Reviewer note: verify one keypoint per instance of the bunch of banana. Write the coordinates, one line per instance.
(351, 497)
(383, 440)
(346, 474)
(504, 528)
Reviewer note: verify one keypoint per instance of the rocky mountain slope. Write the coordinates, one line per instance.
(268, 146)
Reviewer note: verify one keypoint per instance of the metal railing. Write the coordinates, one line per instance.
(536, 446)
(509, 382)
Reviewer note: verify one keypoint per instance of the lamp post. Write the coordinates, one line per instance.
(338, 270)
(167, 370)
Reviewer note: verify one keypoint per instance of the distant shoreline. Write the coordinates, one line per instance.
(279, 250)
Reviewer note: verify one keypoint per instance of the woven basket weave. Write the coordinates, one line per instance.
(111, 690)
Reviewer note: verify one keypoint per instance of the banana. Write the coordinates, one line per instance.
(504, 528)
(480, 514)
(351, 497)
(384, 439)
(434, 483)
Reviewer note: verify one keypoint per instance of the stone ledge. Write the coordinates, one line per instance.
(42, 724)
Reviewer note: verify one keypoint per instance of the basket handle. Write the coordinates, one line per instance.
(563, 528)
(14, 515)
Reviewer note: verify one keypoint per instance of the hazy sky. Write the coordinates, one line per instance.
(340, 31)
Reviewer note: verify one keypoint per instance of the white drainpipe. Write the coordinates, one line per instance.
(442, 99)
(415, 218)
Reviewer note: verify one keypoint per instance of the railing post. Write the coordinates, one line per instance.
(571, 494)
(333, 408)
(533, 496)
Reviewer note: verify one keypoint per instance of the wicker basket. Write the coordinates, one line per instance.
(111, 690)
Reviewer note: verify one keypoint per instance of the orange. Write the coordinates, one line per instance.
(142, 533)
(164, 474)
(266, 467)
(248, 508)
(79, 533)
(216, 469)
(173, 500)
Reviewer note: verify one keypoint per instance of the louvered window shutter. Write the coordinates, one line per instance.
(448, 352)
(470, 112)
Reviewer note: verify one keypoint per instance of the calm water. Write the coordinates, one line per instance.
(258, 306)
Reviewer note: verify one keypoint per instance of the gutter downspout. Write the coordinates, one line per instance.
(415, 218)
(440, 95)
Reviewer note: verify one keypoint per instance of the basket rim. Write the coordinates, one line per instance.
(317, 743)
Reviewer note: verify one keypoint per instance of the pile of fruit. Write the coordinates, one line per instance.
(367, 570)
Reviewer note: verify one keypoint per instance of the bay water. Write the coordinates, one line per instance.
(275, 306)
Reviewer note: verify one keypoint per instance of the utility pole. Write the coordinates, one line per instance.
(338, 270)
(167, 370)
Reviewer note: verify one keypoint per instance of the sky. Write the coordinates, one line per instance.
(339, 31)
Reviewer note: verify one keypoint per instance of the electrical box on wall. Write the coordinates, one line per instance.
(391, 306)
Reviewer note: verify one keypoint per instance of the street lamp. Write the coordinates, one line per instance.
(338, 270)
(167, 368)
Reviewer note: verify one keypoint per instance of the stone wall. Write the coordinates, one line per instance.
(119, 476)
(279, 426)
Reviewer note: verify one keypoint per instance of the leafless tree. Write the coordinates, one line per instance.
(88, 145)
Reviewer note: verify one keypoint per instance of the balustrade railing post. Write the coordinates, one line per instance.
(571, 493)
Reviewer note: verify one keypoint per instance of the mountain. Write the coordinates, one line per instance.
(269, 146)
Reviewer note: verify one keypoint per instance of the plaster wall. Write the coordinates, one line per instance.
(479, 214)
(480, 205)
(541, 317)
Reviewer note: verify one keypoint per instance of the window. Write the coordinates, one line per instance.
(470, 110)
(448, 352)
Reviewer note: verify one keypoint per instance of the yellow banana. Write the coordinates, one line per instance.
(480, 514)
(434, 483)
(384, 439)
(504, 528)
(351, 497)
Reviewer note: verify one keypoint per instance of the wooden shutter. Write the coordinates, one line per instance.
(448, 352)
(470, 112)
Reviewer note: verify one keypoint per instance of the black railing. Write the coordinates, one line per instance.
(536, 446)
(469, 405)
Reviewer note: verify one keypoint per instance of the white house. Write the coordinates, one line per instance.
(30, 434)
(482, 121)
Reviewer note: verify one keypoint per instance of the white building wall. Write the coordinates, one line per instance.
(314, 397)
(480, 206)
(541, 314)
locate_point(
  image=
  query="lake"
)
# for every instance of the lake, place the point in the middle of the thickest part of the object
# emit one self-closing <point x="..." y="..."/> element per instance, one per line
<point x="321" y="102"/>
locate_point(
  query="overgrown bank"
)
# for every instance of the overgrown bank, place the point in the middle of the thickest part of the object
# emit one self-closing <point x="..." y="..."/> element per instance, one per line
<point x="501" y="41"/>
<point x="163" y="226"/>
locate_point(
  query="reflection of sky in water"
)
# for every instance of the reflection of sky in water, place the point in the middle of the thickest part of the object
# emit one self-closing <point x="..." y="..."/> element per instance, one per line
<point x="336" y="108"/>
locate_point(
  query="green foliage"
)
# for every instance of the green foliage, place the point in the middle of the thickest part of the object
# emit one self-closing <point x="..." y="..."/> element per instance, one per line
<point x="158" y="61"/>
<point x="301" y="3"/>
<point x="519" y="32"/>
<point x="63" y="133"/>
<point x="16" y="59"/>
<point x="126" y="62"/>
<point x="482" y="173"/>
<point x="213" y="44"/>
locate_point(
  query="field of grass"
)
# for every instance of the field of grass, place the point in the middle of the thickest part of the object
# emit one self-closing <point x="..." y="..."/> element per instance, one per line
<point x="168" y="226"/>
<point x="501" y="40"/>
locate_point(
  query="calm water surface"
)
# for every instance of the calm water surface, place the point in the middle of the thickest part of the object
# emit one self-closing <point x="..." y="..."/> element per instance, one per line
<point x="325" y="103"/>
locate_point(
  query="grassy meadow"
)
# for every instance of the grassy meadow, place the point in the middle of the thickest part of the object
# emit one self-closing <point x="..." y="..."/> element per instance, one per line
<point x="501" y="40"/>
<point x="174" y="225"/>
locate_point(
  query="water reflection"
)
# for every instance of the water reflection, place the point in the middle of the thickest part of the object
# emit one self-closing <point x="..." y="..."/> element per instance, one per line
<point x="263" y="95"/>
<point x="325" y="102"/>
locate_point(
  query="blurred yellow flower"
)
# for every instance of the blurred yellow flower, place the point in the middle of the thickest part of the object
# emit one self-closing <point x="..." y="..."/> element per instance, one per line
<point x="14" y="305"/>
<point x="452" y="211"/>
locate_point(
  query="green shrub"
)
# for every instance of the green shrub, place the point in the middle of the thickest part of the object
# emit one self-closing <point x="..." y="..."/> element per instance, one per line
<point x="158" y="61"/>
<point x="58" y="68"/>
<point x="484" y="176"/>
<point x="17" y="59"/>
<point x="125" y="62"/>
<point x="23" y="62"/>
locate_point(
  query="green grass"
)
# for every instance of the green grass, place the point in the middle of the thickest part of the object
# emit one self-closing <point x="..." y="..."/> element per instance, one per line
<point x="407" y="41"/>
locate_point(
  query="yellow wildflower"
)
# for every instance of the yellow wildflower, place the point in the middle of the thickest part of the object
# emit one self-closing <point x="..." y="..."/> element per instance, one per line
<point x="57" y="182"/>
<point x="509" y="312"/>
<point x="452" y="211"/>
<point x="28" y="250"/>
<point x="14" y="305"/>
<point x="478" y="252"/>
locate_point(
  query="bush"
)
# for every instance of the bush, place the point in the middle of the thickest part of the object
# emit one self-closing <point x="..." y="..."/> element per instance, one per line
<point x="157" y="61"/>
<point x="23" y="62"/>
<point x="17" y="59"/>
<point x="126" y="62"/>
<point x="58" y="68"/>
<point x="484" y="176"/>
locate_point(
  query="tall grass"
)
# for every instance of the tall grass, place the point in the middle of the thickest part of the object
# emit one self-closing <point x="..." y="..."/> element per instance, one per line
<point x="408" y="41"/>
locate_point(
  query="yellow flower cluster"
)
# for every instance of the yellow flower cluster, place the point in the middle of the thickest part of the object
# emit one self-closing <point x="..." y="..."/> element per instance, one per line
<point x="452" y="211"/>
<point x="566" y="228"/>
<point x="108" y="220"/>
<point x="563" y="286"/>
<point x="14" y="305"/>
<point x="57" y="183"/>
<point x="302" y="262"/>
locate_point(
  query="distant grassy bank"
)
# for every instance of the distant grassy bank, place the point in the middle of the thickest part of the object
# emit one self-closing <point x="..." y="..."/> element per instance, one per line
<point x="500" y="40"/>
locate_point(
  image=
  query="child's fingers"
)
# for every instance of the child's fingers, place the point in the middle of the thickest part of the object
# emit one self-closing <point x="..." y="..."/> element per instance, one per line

:::

The problem » Your answer must be the lines above from the one containing "Reviewer note: verify one keypoint per instance of the yellow" to the one containing "# for every instance of the overgrown", both included, restated word for word.

Answer section »
Reviewer note: verify one keypoint per instance of the yellow banana. Write the coordinates, one line per instance.
(480, 514)
(434, 483)
(384, 439)
(504, 528)
(351, 497)
Reviewer note: verify one keypoint per instance of the wooden shutter. Write the coordinates, one line per instance.
(448, 352)
(470, 112)
Reviewer note: verify one keypoint per instance of the black railing. Write the coordinates, one line per instance.
(536, 446)
(469, 405)
Reviewer note: verify one keypoint per instance of the white house. Write the coordinates, one line per instance.
(30, 434)
(482, 121)
Reviewer note: verify one keypoint per instance of the white building wall. Write the coordinates, one line per instance.
(314, 397)
(480, 206)
(541, 314)
locate_point(
  image=
  query="lake"
)
# for every instance of the lake, place the point in the middle of the thickest part of the object
# emit one self-closing <point x="..." y="..."/> element per instance, one per line
<point x="321" y="102"/>
locate_point(
  query="overgrown bank"
)
# for every instance of the overgrown bank, place the point in the middle of the thickest part of the object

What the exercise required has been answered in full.